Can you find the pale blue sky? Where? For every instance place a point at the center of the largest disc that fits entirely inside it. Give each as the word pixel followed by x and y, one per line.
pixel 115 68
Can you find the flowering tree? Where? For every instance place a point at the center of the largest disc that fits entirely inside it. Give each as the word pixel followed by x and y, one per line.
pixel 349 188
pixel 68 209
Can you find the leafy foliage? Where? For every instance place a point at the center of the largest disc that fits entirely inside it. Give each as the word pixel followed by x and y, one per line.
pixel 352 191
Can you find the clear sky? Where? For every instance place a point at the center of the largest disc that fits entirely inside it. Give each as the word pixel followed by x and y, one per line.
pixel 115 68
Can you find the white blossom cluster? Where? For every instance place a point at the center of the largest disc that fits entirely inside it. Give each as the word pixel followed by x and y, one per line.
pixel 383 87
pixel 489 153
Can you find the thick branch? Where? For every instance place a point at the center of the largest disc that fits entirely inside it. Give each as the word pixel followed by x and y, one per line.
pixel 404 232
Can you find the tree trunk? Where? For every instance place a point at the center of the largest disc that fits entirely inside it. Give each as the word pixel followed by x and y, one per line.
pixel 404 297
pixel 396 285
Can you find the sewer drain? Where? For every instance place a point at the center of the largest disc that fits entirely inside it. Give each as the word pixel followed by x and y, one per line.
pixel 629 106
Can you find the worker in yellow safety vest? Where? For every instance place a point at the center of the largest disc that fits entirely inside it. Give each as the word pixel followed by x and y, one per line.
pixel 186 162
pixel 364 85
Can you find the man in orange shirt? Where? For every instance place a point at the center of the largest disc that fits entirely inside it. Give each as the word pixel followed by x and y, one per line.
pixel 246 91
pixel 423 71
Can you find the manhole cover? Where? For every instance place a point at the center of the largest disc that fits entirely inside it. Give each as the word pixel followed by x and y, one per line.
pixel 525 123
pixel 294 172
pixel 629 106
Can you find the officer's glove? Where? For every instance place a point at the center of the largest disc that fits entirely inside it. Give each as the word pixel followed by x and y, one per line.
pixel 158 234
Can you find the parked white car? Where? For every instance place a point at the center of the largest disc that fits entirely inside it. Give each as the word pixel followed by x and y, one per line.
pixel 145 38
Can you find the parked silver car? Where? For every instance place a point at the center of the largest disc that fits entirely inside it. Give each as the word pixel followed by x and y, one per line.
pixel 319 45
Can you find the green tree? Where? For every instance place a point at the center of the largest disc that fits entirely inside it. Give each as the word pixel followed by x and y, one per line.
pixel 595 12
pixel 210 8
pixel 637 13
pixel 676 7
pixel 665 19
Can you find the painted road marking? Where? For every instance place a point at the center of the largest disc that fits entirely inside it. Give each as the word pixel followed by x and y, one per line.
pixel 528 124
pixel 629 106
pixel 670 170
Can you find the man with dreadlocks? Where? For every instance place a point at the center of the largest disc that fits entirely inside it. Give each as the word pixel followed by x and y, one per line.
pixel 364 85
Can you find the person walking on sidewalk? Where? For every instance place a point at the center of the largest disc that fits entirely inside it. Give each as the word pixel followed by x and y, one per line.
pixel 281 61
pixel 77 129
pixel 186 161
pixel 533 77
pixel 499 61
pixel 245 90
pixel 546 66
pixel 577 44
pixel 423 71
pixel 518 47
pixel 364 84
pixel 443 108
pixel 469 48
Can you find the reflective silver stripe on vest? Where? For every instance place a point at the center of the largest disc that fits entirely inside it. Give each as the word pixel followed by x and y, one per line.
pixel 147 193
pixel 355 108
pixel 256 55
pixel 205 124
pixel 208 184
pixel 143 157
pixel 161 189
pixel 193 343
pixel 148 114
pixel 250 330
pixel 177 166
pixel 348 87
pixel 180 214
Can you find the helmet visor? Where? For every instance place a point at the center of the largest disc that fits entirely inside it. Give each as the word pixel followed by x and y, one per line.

****************************************

Repeat all of the material above word for word, from the first line to the last.

Can you find the pale blue sky? Where? For every instance place a point at the center of the largest disc that fits entirely inside it. Give each as the word pixel followed by x and y, one per line.
pixel 115 68
Can you find the flowering tree? Where? For every instance place a point at the center of the largest disc that fits entirely inside it. Give each as the word pixel followed by x and y, one per line.
pixel 349 188
pixel 68 209
Can you find the leafy foliage? Where? For every instance place a point at the center of the largest disc that fits entirely inside it. Give each as the word pixel followed by x and y, one per line.
pixel 352 191
Can you find the clear sky? Where? For every instance place a point at the center of the largest disc that fits entirely inside it. Give each as the word pixel followed by x and y, one per line.
pixel 115 68
Can you find the white blossom cluster? Where? For every instance place a point at the center of the largest disc that fits entirely inside it. Give each as the word pixel followed by x and y, one per line.
pixel 383 87
pixel 489 153
Can you find the thick branch? Where? For every instance place a point at the center of the largest disc that fits entirely inside it. Give each as the word pixel followed by x and y, one per line.
pixel 404 232
Can you find the tree trunk? Where? For every instance place a point at the center of the largest disc that fits entirely inside it. Give each as the word pixel followed by x and y, one per line.
pixel 404 297
pixel 396 285
Can you find the sewer drain? Where? For every instance place a point at the center of the largest disc that fits entirely inside it. Give each as the word pixel followed by x and y, one per line.
pixel 629 106
Can you find the worker in yellow safety vest? Where? For every instance place a point at the center of the largest disc that fits entirely inside it. Give each as the word pixel followed by x and y, one per line.
pixel 186 162
pixel 364 85
Can you find the man in orange shirt? Where? For every instance place a point at the center of the largest disc that fits entirely inside it. Give each as the word pixel followed by x and y, one per line.
pixel 246 91
pixel 423 71
Can you find the manhole cover? Where? For every instance place a point at the center of the largest disc that fits entirely inside it. Give each as the word pixel followed by x and y, one per line.
pixel 525 123
pixel 294 172
pixel 629 106
Can you find the officer's glove? Where? For every instance place a point at the center of the largest disc that fits entirely inside it. Give each as the word pixel followed by x and y, one per line.
pixel 158 234
Can you find the parked white car? Where? For every instance place a point at the center of the largest disc that fits entirely inside it. Give each as the word pixel followed by x and y, one per line.
pixel 145 38
Can you find the parked silver car? Where? For every instance place a point at the center of the largest disc that fits entirely inside it. Give each as the word pixel followed by x and y, one per line.
pixel 319 45
Can you find the green tree? Where? For every instance place a point at the center of the largest disc that fits entirely inside it. Give each as the word pixel followed by x and y, one per line.
pixel 595 12
pixel 210 8
pixel 637 13
pixel 676 7
pixel 665 19
Can you find the painted road marking? Where? For every instance place a point at the center of the largest disc that fits entirely inside it. Give each as the word pixel followed by x and y, one per line.
pixel 528 124
pixel 629 106
pixel 670 170
Can you find the man with dreadlocks? Where? For every instance place a point at the center of the largest disc that fits entirely inside it. Give each as the word pixel followed by x and y, one per line.
pixel 364 85
Can you find the person walking on sidewalk? Where? For every instance place a point at the center of the largest disc that fits entirely inside it. Give each as the word pixel followed by x and y, one per line.
pixel 281 61
pixel 77 129
pixel 186 161
pixel 533 77
pixel 499 61
pixel 245 90
pixel 546 66
pixel 577 44
pixel 423 71
pixel 518 47
pixel 364 84
pixel 443 108
pixel 469 48
Can you find the reflective silver stripe on vest? Where? For every instance place a point at the center of the largest disc that fits entirely inside it. Give each as the word pixel followed by x and y, one per line.
pixel 147 193
pixel 355 108
pixel 256 55
pixel 205 124
pixel 208 184
pixel 143 157
pixel 161 189
pixel 193 343
pixel 148 114
pixel 250 330
pixel 177 166
pixel 348 87
pixel 180 214
Can you find the helmet visor? Where? For every instance place a point at the center of the largest disc that fits entirely inside it. Give each as the word pixel followed by x and y, one per line.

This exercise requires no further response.